▶ [WHAT NEEDS TO BE DONE]
Using the records that follow, tally the lines containing the word "leaf" and state only the count.

==============================

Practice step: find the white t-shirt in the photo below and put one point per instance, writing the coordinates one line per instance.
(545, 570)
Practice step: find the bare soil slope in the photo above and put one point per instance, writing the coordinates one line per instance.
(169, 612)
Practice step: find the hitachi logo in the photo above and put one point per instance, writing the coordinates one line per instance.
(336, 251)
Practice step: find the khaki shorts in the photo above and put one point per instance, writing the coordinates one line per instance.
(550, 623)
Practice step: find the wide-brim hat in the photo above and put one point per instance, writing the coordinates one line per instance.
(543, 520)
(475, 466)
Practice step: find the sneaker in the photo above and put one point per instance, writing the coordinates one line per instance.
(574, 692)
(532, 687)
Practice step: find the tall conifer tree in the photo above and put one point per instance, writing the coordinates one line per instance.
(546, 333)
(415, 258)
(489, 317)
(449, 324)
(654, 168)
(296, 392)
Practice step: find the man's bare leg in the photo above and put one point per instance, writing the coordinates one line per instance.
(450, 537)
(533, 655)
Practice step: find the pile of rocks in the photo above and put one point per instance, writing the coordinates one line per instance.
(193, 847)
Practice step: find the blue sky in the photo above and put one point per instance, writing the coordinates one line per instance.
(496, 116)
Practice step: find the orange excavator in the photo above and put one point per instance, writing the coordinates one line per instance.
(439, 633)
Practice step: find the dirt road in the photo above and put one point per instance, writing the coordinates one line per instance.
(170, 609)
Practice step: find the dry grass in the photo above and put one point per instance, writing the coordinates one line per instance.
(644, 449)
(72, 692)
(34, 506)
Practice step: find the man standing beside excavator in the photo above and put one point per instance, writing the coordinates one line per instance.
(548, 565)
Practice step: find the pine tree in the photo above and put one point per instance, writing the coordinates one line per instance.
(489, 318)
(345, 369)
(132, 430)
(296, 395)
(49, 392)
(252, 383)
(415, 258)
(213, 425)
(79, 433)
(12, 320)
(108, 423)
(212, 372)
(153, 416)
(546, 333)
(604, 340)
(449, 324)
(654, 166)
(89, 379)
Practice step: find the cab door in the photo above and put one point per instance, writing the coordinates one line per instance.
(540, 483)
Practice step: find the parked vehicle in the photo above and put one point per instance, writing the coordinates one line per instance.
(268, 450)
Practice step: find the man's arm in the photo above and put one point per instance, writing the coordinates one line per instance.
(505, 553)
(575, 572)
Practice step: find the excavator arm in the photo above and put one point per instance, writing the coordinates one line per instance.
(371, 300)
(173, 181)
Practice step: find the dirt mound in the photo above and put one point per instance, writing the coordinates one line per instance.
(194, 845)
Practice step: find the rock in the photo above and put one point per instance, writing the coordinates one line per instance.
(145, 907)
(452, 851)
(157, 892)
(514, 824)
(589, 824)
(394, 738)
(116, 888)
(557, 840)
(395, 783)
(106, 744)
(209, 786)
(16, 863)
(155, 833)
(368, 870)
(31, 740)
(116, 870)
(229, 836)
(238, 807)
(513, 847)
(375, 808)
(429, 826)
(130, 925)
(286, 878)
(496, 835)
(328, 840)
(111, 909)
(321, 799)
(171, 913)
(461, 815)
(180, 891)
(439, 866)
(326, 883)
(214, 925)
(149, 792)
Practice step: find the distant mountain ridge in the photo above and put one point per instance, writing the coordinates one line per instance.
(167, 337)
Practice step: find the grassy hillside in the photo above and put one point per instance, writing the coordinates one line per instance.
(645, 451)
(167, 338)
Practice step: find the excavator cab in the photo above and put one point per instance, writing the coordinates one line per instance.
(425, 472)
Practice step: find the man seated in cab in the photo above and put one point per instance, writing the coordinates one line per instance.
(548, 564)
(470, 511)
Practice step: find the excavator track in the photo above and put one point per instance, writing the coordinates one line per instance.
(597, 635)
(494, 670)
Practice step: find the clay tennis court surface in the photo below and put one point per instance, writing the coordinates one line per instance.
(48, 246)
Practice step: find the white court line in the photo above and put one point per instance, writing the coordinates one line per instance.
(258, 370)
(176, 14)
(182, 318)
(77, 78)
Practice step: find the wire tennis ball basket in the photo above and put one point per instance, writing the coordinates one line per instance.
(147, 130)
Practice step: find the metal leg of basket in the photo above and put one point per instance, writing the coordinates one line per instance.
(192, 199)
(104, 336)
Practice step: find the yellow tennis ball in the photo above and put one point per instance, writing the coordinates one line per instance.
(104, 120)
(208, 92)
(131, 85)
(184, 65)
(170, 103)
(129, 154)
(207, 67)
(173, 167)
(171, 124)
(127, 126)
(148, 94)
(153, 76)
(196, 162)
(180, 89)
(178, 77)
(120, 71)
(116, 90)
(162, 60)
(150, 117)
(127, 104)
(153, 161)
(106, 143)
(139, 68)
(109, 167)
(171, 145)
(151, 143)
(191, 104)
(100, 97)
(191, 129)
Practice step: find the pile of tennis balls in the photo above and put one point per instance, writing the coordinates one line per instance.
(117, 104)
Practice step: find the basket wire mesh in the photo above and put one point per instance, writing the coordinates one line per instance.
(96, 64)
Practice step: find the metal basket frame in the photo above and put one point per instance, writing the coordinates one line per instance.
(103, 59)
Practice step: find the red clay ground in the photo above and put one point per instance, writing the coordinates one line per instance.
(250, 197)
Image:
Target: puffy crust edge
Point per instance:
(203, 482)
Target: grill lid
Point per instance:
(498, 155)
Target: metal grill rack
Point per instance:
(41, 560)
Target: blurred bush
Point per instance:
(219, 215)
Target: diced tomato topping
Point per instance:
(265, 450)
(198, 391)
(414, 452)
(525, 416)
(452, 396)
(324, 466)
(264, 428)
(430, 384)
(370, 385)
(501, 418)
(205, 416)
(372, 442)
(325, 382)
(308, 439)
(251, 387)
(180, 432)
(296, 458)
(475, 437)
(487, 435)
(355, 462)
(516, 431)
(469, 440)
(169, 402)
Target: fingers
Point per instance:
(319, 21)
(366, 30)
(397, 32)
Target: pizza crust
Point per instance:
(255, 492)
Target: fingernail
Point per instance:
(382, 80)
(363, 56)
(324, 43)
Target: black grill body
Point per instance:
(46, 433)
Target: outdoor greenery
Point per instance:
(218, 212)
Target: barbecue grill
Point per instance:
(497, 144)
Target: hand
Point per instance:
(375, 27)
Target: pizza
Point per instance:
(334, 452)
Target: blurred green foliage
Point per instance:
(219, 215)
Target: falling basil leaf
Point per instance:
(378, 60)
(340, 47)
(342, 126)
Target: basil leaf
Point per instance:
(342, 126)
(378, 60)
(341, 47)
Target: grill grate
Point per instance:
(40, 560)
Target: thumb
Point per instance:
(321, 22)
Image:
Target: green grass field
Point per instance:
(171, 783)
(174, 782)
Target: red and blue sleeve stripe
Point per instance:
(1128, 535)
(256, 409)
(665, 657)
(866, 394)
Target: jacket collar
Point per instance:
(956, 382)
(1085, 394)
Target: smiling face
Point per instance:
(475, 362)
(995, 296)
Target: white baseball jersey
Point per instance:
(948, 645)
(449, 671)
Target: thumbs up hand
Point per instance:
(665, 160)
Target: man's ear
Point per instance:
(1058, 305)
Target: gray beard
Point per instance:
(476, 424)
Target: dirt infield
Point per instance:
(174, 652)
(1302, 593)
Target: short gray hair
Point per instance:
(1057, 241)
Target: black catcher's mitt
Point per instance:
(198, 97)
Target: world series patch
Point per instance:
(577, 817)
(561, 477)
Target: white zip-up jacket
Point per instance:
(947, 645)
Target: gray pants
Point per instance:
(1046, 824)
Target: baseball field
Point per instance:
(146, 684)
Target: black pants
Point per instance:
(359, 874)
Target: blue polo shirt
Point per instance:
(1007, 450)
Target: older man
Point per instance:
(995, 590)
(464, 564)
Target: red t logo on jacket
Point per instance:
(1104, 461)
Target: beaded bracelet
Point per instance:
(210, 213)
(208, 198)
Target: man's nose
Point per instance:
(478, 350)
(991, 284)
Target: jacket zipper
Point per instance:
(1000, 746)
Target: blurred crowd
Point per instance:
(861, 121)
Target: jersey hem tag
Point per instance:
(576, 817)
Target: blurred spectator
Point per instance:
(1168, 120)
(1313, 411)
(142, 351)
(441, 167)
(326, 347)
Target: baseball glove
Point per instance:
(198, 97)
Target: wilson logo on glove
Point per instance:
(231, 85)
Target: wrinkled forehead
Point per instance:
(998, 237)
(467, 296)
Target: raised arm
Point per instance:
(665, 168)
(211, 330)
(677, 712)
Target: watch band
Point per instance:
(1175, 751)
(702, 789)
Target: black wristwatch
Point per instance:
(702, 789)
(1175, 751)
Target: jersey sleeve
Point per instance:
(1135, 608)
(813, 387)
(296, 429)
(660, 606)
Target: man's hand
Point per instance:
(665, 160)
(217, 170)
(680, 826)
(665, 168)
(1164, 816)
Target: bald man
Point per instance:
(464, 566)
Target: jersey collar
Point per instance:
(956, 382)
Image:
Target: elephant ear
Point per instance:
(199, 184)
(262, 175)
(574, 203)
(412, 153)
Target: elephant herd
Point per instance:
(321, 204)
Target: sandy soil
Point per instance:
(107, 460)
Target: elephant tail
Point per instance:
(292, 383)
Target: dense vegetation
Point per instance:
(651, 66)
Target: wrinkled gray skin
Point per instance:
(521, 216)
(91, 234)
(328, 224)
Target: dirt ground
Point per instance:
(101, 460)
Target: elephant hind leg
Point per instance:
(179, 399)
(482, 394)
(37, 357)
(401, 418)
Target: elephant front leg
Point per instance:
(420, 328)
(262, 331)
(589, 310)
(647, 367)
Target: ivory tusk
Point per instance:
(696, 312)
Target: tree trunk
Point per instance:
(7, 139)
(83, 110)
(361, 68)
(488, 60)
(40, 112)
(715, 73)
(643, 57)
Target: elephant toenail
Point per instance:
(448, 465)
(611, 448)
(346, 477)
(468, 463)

==============================

▶ [EXERCISE SOLUTION]
2